- Saved data entries -

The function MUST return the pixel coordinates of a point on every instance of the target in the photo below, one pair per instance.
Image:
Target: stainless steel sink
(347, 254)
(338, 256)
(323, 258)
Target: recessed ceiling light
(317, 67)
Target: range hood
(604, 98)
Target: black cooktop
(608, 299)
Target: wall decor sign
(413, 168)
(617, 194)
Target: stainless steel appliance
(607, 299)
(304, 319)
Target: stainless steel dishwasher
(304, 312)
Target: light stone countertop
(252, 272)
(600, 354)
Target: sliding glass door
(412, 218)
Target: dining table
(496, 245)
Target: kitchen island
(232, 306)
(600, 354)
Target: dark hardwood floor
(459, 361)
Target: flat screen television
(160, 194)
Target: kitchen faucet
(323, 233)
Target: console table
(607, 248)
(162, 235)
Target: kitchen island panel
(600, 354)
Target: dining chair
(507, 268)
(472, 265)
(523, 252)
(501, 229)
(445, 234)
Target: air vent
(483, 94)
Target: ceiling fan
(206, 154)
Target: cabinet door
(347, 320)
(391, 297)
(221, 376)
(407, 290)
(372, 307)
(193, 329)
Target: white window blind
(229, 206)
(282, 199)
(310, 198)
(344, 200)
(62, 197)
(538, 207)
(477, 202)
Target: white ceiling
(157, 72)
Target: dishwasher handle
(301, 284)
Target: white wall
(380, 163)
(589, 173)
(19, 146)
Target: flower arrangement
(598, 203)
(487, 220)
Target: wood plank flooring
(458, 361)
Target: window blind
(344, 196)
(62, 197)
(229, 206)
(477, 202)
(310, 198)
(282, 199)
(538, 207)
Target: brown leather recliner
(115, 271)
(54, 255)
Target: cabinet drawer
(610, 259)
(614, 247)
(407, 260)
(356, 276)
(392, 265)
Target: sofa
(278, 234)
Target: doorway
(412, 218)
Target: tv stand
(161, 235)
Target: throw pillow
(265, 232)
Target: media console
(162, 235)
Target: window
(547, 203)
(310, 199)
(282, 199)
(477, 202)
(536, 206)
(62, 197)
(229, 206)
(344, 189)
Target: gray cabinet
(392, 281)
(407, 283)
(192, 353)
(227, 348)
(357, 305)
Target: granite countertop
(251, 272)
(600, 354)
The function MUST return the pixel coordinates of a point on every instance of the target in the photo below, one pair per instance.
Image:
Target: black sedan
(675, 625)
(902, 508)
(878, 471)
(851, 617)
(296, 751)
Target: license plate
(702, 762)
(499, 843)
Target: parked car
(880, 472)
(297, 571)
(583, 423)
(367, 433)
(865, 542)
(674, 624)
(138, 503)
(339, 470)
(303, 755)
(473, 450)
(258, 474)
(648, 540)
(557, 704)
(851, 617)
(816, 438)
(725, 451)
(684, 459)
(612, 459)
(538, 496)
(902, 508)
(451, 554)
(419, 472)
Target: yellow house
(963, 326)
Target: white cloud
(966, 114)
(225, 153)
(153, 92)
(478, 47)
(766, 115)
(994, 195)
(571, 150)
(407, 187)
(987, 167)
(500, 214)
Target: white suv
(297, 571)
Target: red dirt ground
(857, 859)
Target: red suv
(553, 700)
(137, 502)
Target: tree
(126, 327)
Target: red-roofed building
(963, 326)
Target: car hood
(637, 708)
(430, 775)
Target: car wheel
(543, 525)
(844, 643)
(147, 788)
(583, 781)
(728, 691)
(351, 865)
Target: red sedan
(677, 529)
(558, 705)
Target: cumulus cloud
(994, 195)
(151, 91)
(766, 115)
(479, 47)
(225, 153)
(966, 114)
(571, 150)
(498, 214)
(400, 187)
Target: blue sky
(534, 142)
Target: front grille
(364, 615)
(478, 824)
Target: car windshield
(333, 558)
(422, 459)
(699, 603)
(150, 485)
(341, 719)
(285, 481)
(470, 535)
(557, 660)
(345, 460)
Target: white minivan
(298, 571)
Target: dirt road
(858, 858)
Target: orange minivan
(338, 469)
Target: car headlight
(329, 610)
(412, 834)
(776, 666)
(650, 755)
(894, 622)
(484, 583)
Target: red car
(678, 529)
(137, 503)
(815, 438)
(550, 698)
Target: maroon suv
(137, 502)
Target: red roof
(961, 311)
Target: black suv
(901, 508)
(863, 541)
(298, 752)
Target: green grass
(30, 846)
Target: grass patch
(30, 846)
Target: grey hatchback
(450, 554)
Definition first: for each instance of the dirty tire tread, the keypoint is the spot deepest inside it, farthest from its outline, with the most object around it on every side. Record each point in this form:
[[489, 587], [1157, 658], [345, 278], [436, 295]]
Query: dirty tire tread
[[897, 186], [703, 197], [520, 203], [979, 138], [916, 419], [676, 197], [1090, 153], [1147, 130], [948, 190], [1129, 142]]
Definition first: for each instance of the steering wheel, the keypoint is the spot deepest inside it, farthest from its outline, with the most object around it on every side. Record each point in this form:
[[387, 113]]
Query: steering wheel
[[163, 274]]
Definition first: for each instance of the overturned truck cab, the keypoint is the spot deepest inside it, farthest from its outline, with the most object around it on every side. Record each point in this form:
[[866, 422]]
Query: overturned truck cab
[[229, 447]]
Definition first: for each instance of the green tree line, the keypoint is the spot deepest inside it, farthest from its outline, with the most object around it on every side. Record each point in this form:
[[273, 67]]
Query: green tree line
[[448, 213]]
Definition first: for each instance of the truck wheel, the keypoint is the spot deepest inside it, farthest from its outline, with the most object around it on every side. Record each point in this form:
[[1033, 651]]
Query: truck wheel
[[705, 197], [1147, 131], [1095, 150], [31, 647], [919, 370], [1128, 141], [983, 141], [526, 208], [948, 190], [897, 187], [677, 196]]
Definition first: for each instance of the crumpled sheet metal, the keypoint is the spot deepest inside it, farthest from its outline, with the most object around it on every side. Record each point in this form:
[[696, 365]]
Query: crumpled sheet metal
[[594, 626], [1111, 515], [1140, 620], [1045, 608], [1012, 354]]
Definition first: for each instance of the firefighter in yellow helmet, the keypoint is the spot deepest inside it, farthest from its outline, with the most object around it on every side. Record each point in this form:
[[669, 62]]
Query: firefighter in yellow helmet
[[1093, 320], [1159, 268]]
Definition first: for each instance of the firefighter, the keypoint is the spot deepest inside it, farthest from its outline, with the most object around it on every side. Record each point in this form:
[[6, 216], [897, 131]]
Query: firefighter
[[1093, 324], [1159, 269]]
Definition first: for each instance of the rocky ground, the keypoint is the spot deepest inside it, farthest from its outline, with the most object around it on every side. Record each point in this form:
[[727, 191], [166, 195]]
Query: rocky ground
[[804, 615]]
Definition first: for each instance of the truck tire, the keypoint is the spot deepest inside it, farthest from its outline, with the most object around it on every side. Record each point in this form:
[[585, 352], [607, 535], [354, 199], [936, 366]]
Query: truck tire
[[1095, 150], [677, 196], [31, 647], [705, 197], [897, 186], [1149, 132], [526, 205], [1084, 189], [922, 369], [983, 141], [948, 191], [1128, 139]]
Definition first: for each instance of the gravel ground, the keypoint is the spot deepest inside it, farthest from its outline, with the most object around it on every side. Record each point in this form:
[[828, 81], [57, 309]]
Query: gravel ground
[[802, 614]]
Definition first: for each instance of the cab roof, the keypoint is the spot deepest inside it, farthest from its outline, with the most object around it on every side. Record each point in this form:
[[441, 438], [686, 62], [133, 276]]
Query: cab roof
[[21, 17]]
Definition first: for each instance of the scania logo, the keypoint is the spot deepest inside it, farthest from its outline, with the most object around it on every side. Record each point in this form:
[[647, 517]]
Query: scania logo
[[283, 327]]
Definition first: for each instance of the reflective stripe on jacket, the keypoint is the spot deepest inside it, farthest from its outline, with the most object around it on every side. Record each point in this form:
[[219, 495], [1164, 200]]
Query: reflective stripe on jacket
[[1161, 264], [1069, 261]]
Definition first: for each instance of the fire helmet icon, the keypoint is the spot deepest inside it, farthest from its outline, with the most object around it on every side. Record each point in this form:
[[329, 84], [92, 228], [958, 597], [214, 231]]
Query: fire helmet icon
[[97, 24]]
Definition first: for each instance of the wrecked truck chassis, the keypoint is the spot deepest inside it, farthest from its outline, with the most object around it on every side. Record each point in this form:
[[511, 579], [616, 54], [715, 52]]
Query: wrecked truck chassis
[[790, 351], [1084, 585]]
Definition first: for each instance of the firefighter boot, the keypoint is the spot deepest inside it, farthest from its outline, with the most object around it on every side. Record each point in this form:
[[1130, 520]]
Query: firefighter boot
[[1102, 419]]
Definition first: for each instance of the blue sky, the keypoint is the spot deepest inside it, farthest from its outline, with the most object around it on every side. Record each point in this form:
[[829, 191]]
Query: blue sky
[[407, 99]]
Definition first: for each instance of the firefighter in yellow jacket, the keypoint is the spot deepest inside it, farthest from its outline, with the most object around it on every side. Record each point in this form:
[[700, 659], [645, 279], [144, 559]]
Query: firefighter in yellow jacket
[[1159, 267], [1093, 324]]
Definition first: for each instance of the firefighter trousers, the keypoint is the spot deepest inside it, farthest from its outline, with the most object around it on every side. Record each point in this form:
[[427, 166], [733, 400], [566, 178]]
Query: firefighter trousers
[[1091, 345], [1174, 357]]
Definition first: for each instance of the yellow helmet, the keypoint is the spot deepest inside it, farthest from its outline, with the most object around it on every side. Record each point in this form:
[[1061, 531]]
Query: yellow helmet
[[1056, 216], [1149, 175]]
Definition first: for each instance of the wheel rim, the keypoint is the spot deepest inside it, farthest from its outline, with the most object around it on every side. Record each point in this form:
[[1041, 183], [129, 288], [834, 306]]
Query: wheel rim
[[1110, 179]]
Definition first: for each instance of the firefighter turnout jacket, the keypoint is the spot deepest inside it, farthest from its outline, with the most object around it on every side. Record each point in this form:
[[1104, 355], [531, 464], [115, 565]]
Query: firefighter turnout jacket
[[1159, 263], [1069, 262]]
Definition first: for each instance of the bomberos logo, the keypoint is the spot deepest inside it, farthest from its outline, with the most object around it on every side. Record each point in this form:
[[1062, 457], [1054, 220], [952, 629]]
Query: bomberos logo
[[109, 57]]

- What the task asks -
Print, from the entries above, the line with "Definition first: for each instance of the gravel", the line with "[[441, 438], [686, 62], [133, 276]]" and all lines between them, exactly and with nothing else.

- Your response -
Definition first: for each instance of the gravel ground, the keypoint is the spot deepest inside it, farthest from its outline, with the most object around it on every side. Record each point in this form:
[[828, 81], [57, 309]]
Query: gravel ground
[[802, 614]]
Definition first: for each instance of the cab roof, the keypoint is the spot deepest inside it, farthest from its outline, with the most object around it on every side. Record each point in this form:
[[441, 438], [686, 62], [133, 276]]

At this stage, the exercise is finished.